━━ ОТРЫВОК

Антиутопическая тенденция, осмысляемая как культурный симулякр, вызывает противодействующую креативную реакцию. Логический ход: «Последнее самоубийство» («Насмешка мертвеца») > «Цецилия» — предсказывается еще в «Музыкальной табакерке». Когда Миша дотрагивается до царевны-Пружинки, происходит взрыв-разрушение псевдомузыкального, ложного мира:
«Миша <…> наклонился и прижал ее (царевну Пружинку. — И. Б.) пальчиком — и что же?
В одно мгновение пружинка с силой развилась, валик сильно завертелся, молоточки быстро заиграли дребедень, и вдруг пружинка лопнула. Все умолкло, валик остановился, молоточки попадали, колокольчики свернулись на сторону, солнышко повисло, домики изломались…»

━━━━

-- ПИСЬМЕННОЕ ЗАДАНИЕ A --
Процитируйте без изменений записи, начиная со строки, где есть «Each instance of the chair», и до конца записей включительно.

━━ ВХОДНЫЕ ДАННЫЕ

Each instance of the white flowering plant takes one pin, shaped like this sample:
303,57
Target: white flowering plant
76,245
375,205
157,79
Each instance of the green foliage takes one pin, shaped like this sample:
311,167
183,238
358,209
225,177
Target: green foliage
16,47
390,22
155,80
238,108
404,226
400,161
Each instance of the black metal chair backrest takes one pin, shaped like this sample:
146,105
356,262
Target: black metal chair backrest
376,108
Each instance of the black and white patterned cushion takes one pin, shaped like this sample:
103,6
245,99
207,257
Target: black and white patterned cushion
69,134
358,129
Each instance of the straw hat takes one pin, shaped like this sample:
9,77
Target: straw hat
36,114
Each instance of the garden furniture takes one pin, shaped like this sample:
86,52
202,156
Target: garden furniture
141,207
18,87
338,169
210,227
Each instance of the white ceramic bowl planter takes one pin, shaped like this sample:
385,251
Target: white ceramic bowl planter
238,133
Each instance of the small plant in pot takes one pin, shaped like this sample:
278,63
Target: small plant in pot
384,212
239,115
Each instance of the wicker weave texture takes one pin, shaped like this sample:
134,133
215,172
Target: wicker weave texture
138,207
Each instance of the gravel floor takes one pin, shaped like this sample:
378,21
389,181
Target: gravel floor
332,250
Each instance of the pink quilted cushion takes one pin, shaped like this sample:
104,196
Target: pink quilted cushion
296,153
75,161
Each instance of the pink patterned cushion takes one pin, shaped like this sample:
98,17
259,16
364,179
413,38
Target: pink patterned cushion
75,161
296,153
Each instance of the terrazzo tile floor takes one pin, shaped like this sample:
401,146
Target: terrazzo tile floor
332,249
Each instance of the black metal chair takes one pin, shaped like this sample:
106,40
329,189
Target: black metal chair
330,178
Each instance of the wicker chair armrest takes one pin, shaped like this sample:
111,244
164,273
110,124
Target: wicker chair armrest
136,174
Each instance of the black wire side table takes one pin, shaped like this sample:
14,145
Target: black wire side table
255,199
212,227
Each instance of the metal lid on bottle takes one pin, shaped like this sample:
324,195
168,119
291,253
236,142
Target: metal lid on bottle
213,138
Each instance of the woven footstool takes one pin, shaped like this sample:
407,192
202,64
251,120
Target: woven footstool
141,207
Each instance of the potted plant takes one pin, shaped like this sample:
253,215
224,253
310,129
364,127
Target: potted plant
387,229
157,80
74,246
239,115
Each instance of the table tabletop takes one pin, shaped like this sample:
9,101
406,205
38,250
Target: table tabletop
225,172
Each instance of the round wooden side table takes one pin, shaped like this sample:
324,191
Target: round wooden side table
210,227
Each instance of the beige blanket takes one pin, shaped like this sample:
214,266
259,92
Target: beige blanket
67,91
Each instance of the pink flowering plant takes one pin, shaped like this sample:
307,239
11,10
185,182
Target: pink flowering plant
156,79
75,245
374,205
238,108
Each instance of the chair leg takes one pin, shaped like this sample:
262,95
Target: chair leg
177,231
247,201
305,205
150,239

━━━━

-- ПИСЬМЕННОЕ ЗАДАНИЕ B --
Ответьте по отрывку на вопросы:
(i) Какой логический ход произведений назван в отрывке и в каком произведении он, по словам отрывка, предсказывается?
(ii) Что сначала произошло с пружинкой, когда Миша прижал ее пальчиком, и чем это закончилось?
(iii) Что стало с домиками?

-- ПОЛНЫЙ ОТВЕТ A --
Each instance of the chair leg takes one pin, shaped like this sample:
262,95
Target: chair leg
177,231
247,201
305,205
150,239

-- ПОЛНЫЙ ОТВЕТ B --
(i) «Последнее самоубийство» («Насмешка мертвеца») > «Цецилия»; он предсказывается еще в «Музыкальной табакерке».
(ii) Пружинка с силой развилась, а затем вдруг лопнула.
(iii) Домики изломались.